Task objective: Make an exact copy of the lines from the one containing "grass shown in this photograph." to the end of the records below, and leave out everything else.

[Opening Entries shown section]

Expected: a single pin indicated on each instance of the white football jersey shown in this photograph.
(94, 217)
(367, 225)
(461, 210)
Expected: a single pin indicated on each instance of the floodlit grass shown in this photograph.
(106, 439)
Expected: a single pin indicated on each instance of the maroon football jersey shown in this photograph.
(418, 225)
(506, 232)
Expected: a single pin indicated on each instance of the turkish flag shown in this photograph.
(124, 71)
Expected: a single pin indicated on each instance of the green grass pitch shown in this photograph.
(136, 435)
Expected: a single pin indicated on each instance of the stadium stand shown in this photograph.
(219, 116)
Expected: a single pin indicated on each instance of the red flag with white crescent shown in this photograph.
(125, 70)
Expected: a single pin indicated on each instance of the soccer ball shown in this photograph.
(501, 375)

[Closing Entries shown section]

Solution below:
Expected: a single pin indicated on each instance of the floodlit grass shown in this photograph.
(106, 439)
Expected: a single pin indicated on each instance of the maroon football jersey shown in this photograph.
(418, 225)
(506, 232)
Expected: a single pin indicated on each instance of the turkish flag shown in this photograph.
(124, 71)
Expected: a single pin indicated on each instance of the green grass pitch shown in this photograph.
(136, 435)
Expected: a single pin indicated on each instance of the stadium stand shown in this photograph.
(219, 116)
Expected: a single pin indicated on each instance of the red flag with white crescent shown in this photograph.
(125, 70)
Expected: a single pin indicated on each instance of the soccer ball shown in this photograph.
(501, 375)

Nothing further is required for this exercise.